## Texto mostrado
####

PARTE PRIMERA (INTRODUCCIÓN)
Para el hombre primitivo, el miedo y el temor era parte fundamental de su existencia. En un mundo sin desarrollar, la constante e inminente amenaza de la muerte venían en forma de tribus rivales, los animales salvajes y los desastres naturales. En su lado positivo esta sensación tenía una muy importante función para auto-protegerse: El miedo y la ansiedad, esas dos emociones tan comunes en el hombre y los animales permitía a nuestros antepasados ser conscientes del peligro y escapar a tiempo de situaciones amenazadoras. Para los humanos, había otro ángulo fundamental para sobrevivir y es que, a diferencia de los animales, podíamos recordar la fuente del peligro y protegernos mejor la siguiente vez. La civilización dependía de esa habilidad para percatarse de posibles amenazas y ponerse a salvo. Debido al miedo, la sociedad desarrolló las religiones y otros sistemas de creencias, la fe. El miedo es por tanto la emoción más antigua, profundamente inscrita en nuestros sistemas nerviosos y subconscientes.
Ya no es necesario escarpar como lo tuvo que hacer nuestros antepasados
Pasó el tiempo y se produjo un curioso fenómeno. Conforme controlábamos mejor nuestro entorno, los peligros a que de antaño nos enfrentábamos iban perdiendo intensidad pero en lugar de que esos miedos fueran progresivamente desapareciendo, estos se fueron incrementando inexplicablemente. Empezamos a preocuparnos por cosas simplemente triviales, la sociedad, la aceptación en la sociedad o si encajábamos en un determinado grupo. Sobre el futuro en general y el de nuestros seres queridos, la salud, nuestra apariencia y el envejecimiento. Esta ansiedad generalizada no respondía a amenazas reales y parecía si como esos siglos padeciendo ansiedades verdaderas ahora era sistemática. Nuestras mentes se auto programaron y empezamos a dirigir nuestros temores a asuntos insignificantes o improbables.

####

## Tarea asignada A
Reproduce de forma literal las líneas de los registros desde su comienzo hasta la línea que contiene "pixel 155 379", ambas incluidas.
El texto y los registros proceden de fuentes distintas.

####

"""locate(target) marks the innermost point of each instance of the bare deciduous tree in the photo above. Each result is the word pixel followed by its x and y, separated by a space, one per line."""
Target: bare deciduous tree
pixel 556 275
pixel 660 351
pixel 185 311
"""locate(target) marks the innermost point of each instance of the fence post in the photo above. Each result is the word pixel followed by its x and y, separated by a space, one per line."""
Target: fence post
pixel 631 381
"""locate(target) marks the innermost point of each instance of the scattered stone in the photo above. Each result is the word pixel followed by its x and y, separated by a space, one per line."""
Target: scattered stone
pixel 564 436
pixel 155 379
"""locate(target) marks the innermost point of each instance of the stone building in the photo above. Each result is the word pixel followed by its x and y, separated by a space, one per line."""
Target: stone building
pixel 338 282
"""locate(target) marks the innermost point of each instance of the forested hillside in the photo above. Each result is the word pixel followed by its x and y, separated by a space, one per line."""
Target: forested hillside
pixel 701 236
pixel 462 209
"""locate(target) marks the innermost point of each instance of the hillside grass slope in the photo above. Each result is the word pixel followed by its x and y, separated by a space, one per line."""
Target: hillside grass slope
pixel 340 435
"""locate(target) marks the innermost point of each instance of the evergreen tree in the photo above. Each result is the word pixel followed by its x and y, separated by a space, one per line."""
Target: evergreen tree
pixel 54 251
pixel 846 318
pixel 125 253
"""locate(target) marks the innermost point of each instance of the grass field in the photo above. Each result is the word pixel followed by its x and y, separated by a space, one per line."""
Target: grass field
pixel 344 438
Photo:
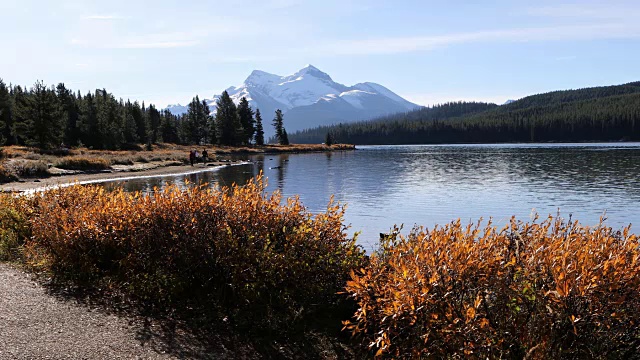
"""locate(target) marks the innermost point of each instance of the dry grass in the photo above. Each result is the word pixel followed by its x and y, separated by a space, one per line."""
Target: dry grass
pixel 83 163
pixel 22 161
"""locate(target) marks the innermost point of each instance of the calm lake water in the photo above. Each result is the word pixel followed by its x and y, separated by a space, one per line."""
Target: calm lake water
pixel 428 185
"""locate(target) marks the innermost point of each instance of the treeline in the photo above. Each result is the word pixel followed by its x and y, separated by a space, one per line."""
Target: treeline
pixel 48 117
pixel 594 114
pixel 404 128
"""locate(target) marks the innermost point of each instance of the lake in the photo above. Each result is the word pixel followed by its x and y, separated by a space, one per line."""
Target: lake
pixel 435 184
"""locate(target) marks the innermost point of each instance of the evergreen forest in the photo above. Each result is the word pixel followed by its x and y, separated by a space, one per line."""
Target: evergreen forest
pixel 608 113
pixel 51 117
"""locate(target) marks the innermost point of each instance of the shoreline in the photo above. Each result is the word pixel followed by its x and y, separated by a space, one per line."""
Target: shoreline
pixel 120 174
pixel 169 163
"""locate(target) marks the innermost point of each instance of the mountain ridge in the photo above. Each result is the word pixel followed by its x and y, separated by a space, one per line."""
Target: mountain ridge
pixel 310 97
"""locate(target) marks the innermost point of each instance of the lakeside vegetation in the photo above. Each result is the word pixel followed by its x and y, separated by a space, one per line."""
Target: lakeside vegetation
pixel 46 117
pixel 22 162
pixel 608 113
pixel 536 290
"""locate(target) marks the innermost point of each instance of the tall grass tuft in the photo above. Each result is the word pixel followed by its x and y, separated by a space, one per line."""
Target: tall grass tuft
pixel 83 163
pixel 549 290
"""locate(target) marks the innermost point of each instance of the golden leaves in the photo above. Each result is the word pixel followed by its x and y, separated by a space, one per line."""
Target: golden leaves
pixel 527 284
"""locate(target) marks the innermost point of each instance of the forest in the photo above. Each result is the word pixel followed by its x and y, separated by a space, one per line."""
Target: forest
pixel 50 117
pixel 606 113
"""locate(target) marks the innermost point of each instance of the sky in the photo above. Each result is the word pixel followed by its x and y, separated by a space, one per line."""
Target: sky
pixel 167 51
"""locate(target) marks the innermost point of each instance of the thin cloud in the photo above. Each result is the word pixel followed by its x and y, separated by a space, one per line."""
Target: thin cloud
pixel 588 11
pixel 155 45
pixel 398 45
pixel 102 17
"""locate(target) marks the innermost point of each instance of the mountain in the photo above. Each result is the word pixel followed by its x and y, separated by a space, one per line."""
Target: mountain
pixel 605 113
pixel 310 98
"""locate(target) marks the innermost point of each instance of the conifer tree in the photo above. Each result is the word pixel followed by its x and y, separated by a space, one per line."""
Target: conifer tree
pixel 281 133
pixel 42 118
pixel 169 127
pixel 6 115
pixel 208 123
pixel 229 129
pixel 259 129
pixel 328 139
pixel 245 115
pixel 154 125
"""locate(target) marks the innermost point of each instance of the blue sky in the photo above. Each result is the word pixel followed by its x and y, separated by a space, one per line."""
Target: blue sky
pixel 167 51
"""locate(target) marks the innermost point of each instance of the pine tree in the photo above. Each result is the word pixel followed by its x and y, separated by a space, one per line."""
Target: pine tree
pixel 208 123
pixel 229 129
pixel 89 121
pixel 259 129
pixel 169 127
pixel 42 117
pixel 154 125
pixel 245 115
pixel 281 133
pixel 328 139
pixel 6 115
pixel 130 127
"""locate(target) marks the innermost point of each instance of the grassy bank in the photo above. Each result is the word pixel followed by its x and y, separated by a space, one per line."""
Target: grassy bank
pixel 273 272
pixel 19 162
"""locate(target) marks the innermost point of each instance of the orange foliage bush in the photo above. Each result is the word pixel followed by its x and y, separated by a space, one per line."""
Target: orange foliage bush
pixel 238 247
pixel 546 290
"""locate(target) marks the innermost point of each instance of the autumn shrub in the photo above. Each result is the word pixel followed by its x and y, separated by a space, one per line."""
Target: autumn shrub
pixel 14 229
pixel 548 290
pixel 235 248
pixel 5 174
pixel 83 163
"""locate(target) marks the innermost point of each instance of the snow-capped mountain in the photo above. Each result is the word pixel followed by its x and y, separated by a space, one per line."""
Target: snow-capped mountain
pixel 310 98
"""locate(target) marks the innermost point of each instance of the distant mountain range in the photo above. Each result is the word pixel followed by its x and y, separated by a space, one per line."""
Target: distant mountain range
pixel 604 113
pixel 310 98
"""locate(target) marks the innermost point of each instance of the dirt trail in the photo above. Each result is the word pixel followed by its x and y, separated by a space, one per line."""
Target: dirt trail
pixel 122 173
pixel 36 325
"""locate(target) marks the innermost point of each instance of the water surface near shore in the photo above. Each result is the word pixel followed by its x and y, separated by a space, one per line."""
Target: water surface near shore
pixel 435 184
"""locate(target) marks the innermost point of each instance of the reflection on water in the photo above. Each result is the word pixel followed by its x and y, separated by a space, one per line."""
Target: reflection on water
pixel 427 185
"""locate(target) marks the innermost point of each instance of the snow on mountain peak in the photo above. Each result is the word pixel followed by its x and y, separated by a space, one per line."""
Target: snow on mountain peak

####

## Tarea asignada B
Copia el pasaje del texto sobre el miedo entre "Ya no es necesario" y "insignificantes o improbables.", ambos incluidos, y sustituye "entorno" por "ambiente".

## Resultado esperado A
"""locate(target) marks the innermost point of each instance of the bare deciduous tree in the photo above. Each result is the word pixel followed by its x and y, separated by a space, one per line."""
Target: bare deciduous tree
pixel 556 275
pixel 660 351
pixel 185 311
"""locate(target) marks the innermost point of each instance of the fence post in the photo above. Each result is the word pixel followed by its x and y, separated by a space, one per line."""
Target: fence post
pixel 631 381
"""locate(target) marks the innermost point of each instance of the scattered stone in the photo above. Each result is the word pixel followed by its x and y, separated by a space, one per line."""
Target: scattered stone
pixel 564 436
pixel 155 379

## Resultado esperado B
Ya no es necesario escarpar como lo tuvo que hacer nuestros antepasados
Pasó el tiempo y se produjo un curioso fenómeno. Conforme controlábamos mejor nuestro ambiente, los peligros a que de antaño nos enfrentábamos iban perdiendo intensidad pero en lugar de que esos miedos fueran progresivamente desapareciendo, estos se fueron incrementando inexplicablemente. Empezamos a preocuparnos por cosas simplemente triviales, la sociedad, la aceptación en la sociedad o si encajábamos en un determinado grupo. Sobre el futuro en general y el de nuestros seres queridos, la salud, nuestra apariencia y el envejecimiento. Esta ansiedad generalizada no respondía a amenazas reales y parecía si como esos siglos padeciendo ansiedades verdaderas ahora era sistemática. Nuestras mentes se auto programaron y empezamos a dirigir nuestros temores a asuntos insignificantes o improbables.